### WHAT YOU HAVE TO DO
Everything from the line with "In the picture above, where can the white goalpost" to the end of the data should be restated word for word, and nothing before it.

Position annotation records
^^^^^^^^

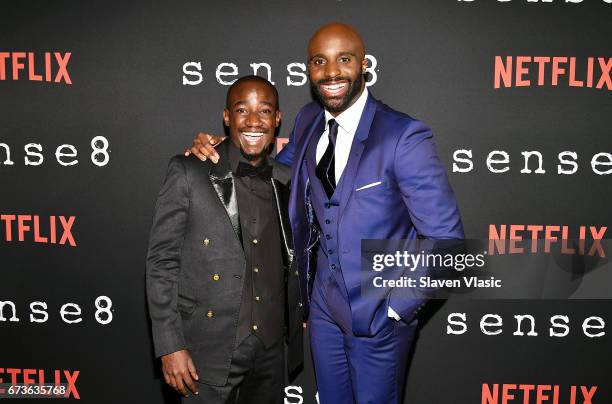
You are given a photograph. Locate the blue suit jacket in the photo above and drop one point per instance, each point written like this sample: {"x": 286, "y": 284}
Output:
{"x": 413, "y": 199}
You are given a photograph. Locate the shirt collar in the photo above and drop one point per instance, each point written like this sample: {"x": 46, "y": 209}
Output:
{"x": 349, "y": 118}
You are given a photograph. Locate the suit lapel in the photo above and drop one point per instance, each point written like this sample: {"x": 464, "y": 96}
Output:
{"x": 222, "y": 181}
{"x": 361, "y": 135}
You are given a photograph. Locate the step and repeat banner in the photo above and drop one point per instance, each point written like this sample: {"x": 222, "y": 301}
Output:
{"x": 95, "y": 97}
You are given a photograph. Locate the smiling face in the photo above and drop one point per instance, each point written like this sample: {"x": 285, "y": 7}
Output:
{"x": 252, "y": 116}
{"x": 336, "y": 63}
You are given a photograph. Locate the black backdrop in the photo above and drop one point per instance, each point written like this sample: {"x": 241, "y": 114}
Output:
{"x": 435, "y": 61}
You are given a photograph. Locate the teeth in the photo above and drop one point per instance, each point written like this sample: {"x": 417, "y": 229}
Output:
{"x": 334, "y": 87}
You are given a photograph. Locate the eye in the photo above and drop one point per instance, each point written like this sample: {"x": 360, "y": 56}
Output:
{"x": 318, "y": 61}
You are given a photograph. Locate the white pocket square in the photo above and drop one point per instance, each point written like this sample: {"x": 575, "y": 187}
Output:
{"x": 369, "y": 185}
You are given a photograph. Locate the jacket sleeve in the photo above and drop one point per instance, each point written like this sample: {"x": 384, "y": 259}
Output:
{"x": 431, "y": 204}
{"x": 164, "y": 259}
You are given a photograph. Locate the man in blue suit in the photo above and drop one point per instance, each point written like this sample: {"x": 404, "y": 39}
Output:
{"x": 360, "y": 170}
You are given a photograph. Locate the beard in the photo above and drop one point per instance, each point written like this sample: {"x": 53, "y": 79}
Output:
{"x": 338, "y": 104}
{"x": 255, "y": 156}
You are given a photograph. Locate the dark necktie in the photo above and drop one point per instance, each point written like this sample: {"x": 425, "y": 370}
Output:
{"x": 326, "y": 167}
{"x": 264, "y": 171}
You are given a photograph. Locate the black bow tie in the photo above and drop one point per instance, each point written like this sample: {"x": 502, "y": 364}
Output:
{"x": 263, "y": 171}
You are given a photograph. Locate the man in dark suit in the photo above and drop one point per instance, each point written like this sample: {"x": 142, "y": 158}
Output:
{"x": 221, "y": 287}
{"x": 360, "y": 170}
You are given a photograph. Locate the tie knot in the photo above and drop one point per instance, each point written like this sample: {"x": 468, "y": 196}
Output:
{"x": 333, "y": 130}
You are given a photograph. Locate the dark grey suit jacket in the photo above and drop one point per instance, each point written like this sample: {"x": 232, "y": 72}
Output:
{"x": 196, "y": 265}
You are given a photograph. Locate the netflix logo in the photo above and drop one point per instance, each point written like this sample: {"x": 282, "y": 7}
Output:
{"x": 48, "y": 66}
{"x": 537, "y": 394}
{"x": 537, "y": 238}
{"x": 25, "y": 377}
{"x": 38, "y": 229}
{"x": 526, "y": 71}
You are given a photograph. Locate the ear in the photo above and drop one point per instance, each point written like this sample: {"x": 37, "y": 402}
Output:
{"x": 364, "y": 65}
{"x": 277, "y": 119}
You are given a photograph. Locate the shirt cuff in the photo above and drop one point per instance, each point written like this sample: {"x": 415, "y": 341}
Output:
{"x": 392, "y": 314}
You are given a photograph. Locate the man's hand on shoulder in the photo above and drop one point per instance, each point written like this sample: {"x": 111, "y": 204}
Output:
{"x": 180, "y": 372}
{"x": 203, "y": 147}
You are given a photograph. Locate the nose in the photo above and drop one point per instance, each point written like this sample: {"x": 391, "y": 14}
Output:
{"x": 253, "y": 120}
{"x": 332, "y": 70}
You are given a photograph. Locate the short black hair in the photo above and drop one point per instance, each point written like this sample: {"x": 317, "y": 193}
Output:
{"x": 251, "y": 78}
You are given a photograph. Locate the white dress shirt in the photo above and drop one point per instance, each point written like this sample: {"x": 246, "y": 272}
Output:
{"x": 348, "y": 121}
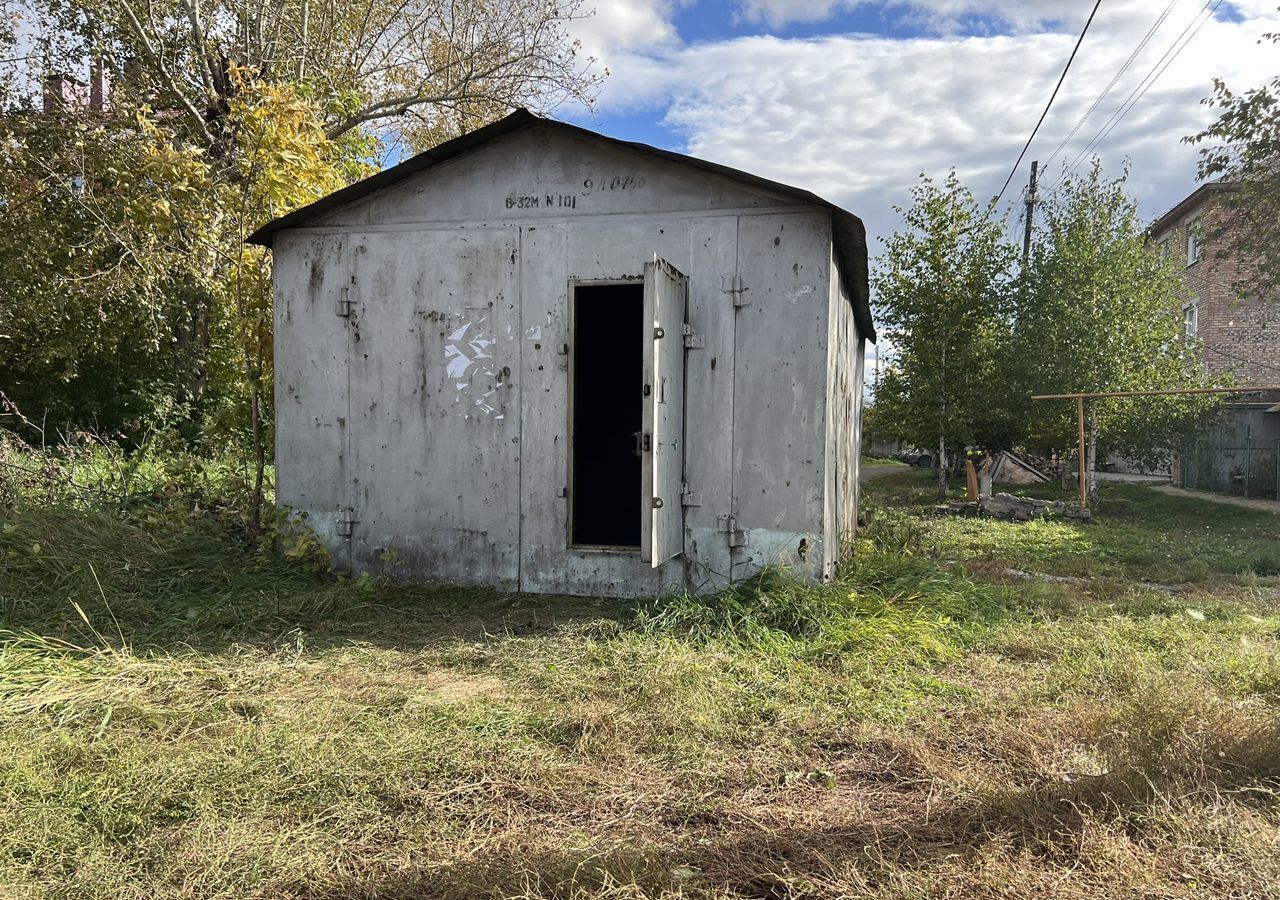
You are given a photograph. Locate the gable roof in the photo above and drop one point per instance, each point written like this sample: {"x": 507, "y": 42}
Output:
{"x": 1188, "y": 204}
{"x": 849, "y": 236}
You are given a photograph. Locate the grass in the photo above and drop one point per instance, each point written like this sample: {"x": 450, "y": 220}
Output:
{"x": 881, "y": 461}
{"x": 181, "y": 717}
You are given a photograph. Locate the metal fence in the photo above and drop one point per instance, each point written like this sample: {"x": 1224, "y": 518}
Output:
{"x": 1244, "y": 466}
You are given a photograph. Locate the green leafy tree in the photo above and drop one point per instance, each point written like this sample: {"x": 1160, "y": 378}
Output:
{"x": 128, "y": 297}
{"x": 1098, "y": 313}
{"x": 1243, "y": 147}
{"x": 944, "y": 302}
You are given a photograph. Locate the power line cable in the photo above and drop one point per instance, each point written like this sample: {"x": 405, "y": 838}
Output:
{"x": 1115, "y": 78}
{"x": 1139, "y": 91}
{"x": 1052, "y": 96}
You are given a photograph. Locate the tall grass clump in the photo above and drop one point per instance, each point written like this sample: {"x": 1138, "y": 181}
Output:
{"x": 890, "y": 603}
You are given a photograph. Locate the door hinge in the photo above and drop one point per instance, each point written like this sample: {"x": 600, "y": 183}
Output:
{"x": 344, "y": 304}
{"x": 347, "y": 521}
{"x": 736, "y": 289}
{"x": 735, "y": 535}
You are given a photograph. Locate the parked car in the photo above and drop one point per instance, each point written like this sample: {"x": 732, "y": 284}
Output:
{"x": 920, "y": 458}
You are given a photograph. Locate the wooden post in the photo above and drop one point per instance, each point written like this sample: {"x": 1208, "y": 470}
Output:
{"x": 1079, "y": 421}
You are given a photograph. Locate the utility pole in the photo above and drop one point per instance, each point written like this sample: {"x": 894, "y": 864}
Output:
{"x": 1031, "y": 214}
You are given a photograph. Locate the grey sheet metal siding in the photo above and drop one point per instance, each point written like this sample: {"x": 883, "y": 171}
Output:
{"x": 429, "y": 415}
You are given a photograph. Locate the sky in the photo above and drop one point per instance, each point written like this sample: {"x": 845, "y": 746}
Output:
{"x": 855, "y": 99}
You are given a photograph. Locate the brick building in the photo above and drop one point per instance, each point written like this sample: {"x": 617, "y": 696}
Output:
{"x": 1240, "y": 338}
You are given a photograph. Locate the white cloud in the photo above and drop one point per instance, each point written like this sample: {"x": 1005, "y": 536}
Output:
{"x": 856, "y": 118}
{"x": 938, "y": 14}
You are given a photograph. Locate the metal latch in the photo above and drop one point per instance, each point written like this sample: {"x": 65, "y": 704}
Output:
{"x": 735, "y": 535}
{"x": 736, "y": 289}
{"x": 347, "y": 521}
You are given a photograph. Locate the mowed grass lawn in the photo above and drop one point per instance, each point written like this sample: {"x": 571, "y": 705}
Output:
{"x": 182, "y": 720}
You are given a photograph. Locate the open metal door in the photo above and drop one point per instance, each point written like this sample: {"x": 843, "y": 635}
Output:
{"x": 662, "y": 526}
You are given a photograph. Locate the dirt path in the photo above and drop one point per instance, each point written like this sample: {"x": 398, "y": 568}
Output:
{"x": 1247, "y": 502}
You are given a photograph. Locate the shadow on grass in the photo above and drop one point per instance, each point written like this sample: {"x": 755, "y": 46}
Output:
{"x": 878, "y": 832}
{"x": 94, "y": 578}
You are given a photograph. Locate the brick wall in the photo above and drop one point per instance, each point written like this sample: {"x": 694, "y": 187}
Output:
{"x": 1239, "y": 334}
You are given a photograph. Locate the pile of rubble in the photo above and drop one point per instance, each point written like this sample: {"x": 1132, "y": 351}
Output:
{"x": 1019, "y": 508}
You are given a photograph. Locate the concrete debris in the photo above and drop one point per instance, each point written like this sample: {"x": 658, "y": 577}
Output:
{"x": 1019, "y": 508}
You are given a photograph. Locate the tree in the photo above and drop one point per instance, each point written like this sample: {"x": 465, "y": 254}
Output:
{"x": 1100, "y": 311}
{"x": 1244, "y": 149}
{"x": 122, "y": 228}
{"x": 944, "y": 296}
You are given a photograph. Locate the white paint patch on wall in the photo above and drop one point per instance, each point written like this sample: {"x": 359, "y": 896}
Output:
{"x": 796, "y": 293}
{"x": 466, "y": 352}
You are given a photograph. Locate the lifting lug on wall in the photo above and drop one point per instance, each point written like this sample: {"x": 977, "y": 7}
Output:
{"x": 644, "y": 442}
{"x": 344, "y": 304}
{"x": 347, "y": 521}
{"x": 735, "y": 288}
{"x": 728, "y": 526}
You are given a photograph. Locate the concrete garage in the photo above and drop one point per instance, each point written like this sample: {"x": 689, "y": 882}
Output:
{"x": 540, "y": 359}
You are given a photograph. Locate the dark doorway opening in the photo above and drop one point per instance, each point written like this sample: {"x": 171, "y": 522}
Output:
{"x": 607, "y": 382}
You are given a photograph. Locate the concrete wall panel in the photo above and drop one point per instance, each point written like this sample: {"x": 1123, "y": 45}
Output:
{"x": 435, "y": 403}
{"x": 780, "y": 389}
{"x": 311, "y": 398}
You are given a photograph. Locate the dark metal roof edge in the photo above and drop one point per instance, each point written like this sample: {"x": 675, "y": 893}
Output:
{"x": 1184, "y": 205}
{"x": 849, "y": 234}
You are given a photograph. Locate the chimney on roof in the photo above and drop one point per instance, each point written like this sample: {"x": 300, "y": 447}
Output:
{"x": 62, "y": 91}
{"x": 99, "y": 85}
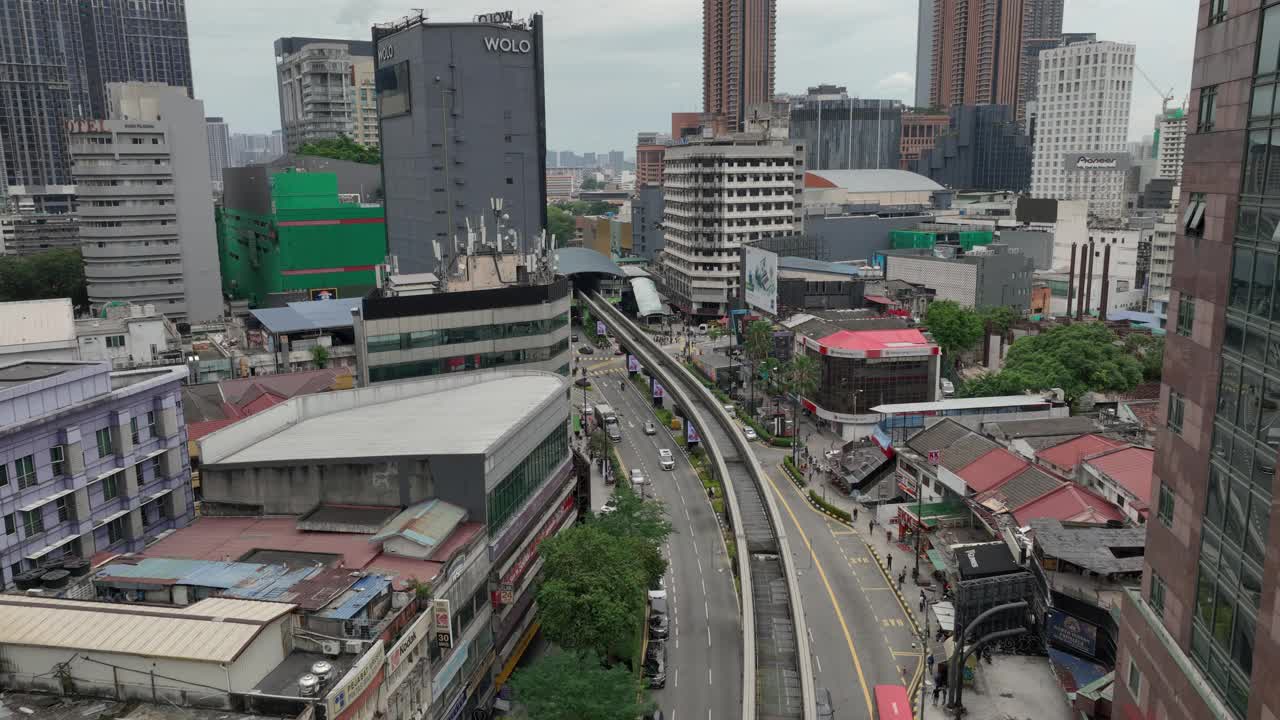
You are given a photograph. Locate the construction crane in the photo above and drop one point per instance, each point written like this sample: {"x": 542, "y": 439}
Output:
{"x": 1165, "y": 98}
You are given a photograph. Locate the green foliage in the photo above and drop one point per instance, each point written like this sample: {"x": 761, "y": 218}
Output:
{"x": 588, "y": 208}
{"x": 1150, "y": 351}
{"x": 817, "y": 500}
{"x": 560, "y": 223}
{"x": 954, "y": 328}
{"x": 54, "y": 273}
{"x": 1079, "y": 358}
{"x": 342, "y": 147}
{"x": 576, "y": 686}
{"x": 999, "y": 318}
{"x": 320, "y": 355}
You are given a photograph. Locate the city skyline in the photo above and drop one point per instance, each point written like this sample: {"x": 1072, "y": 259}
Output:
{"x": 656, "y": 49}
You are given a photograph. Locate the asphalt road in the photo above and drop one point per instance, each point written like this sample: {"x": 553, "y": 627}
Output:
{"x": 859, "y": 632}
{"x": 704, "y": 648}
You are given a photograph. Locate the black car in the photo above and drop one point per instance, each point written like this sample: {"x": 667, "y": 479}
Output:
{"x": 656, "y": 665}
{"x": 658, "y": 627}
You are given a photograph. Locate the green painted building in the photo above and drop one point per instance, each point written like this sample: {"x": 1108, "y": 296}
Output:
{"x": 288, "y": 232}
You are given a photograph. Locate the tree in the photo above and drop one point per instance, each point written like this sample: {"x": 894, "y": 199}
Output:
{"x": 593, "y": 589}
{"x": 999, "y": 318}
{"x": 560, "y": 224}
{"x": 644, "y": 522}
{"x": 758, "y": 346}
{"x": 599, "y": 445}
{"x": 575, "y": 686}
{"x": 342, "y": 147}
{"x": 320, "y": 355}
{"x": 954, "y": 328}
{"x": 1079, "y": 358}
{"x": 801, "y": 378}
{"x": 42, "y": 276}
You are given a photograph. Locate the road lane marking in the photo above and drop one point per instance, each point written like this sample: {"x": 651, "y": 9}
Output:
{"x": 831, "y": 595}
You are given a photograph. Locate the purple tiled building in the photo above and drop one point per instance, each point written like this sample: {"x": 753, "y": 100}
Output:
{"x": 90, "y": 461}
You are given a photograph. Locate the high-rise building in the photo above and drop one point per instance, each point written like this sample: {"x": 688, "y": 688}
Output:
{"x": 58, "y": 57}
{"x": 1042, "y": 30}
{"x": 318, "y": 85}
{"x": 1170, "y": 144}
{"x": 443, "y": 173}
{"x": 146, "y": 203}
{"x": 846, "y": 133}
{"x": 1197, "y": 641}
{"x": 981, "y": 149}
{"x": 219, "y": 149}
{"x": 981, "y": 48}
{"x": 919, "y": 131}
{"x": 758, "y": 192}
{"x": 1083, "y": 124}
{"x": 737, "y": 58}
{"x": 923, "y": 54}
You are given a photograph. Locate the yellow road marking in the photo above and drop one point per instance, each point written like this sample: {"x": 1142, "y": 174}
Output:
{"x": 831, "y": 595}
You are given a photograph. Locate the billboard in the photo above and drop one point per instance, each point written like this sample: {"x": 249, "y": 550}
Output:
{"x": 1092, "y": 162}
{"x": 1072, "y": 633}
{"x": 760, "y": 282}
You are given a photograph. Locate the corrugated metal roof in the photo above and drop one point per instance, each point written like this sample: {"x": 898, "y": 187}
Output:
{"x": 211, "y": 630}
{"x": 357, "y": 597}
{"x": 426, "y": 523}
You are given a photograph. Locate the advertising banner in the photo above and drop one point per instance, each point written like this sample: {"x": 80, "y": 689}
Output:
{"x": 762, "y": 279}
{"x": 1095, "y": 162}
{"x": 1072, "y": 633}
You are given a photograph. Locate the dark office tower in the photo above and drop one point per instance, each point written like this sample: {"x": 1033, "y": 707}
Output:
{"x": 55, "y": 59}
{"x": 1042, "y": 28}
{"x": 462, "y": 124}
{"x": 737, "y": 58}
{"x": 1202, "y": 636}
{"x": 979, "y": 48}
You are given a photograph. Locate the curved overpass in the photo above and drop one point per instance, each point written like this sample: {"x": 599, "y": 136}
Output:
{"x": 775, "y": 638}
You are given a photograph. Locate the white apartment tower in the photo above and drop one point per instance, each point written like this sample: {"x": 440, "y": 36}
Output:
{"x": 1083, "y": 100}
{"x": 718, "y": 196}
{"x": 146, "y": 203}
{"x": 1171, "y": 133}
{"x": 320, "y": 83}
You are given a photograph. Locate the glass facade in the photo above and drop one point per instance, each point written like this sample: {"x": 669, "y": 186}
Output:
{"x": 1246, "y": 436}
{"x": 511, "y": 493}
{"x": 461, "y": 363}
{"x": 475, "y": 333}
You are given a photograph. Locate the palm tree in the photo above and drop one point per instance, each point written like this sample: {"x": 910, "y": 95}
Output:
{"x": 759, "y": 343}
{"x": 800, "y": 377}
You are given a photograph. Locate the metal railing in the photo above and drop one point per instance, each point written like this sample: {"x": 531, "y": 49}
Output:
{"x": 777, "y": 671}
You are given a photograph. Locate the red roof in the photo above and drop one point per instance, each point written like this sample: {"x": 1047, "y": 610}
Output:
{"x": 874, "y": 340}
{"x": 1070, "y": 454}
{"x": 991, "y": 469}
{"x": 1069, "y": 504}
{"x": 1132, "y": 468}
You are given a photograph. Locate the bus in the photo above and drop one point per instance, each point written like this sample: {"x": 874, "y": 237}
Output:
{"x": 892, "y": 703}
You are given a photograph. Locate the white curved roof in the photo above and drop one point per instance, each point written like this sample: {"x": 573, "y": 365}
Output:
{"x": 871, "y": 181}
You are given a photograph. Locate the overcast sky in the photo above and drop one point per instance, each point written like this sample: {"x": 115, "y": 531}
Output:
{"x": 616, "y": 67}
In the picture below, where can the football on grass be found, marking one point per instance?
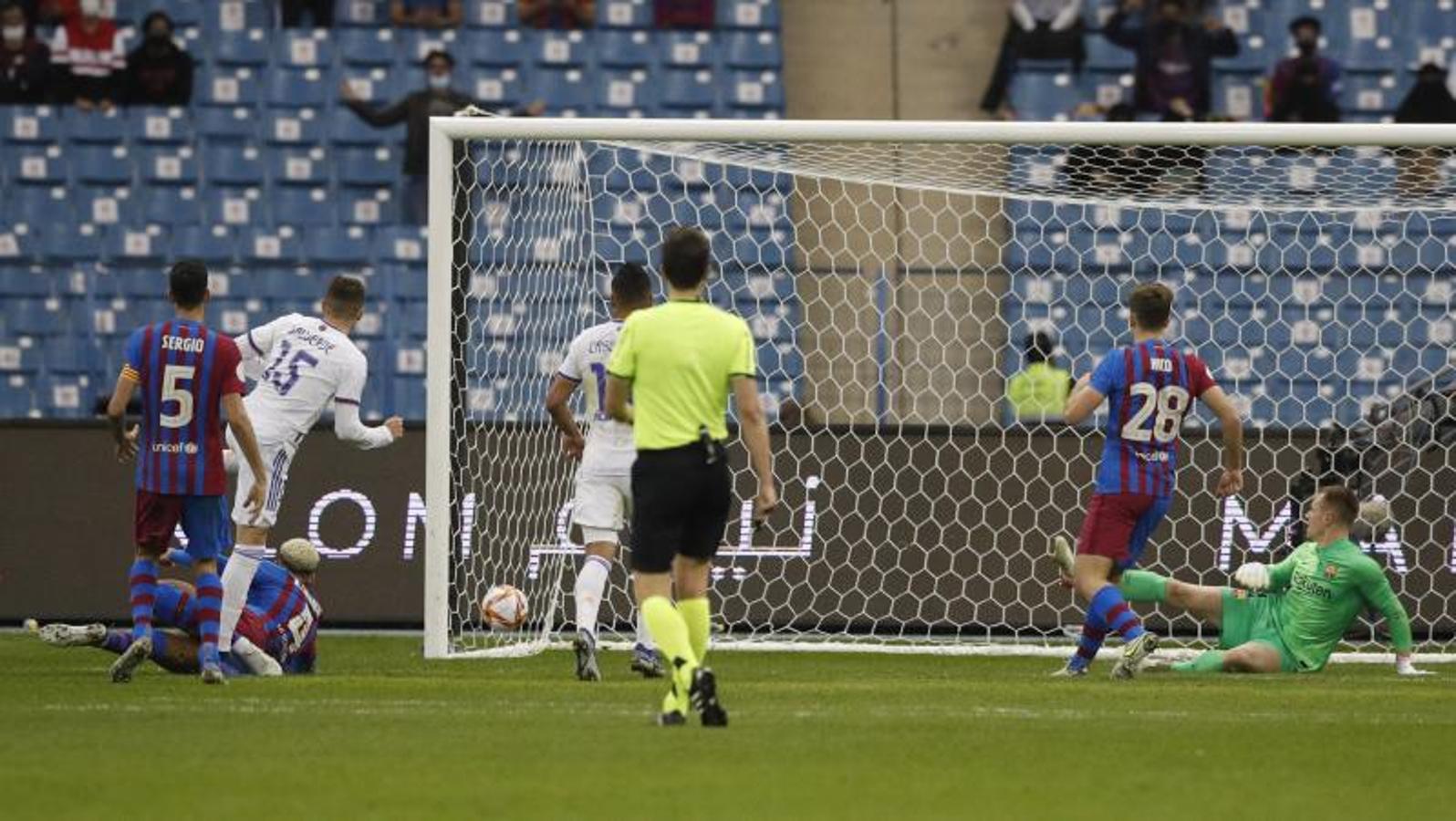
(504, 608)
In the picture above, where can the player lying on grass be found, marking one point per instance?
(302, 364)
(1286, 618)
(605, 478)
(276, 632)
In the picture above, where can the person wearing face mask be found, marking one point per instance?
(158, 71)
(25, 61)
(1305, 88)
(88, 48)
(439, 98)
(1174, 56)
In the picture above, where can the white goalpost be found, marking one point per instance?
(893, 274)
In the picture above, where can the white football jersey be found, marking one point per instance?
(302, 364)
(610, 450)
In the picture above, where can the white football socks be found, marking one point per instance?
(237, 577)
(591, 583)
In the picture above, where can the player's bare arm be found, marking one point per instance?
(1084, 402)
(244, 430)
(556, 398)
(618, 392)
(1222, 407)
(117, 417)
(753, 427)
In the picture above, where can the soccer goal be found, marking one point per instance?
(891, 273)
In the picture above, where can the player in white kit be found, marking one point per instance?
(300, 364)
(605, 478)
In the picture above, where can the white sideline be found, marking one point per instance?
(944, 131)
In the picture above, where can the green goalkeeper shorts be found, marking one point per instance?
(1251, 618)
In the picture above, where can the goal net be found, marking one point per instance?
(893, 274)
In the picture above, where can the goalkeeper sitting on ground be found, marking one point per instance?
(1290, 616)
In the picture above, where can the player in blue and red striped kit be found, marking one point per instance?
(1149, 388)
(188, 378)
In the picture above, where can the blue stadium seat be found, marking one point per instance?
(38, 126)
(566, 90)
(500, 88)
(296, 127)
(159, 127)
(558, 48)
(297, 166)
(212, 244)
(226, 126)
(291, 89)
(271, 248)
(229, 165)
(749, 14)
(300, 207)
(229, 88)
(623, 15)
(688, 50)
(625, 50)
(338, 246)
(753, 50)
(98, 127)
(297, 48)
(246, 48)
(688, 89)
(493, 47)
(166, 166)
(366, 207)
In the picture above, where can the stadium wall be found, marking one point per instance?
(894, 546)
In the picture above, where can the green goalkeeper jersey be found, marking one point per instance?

^^^^^^^^

### FULL SOLUTION
In the picture above, where can the white goalpost be found, marking one point per instance?
(893, 274)
In the picture above, where can the white football jersey be found, marking one point per instance?
(302, 364)
(610, 450)
In the picture above, where can the white football socks be found, marking one point per instance?
(237, 577)
(591, 583)
In the picture above, where can the player's bare arm be found, marking one point per instance?
(1084, 402)
(244, 430)
(556, 398)
(618, 392)
(1222, 407)
(117, 417)
(753, 427)
In the picture above, where can the soccer goal be found, marking one point per instance?
(891, 273)
In the picture above, where can the player in white kit be found, marking one point per instance?
(300, 364)
(605, 478)
In the picture above, where can the white sideline be found, marking one point per instance?
(944, 131)
In the picture above, where can the green goalkeeper shorts be found, marking one point per instance?
(1251, 618)
In the picture above, where can the goal net be found, marking one point per instance?
(893, 274)
In the picture above, where can the goalkeeper sitting on ground be found, marking one point per instance?
(1290, 616)
In the picture above, where can the player in blue and red striped kit be found, marking one point per instance?
(1149, 388)
(188, 378)
In the picture above, where can the blue stadium seat be found, marking one point per instance?
(38, 126)
(566, 90)
(500, 88)
(296, 127)
(159, 127)
(558, 48)
(297, 166)
(212, 244)
(226, 126)
(291, 89)
(271, 248)
(229, 165)
(749, 14)
(300, 207)
(229, 88)
(623, 15)
(688, 50)
(625, 50)
(338, 246)
(753, 50)
(98, 127)
(297, 48)
(246, 48)
(688, 89)
(493, 47)
(166, 166)
(366, 207)
In the picture above, where can the stadium wall be found, marking one point per instance?
(894, 546)
In the picture above, where can the green goalkeeper jersey be found, marking one point per instance?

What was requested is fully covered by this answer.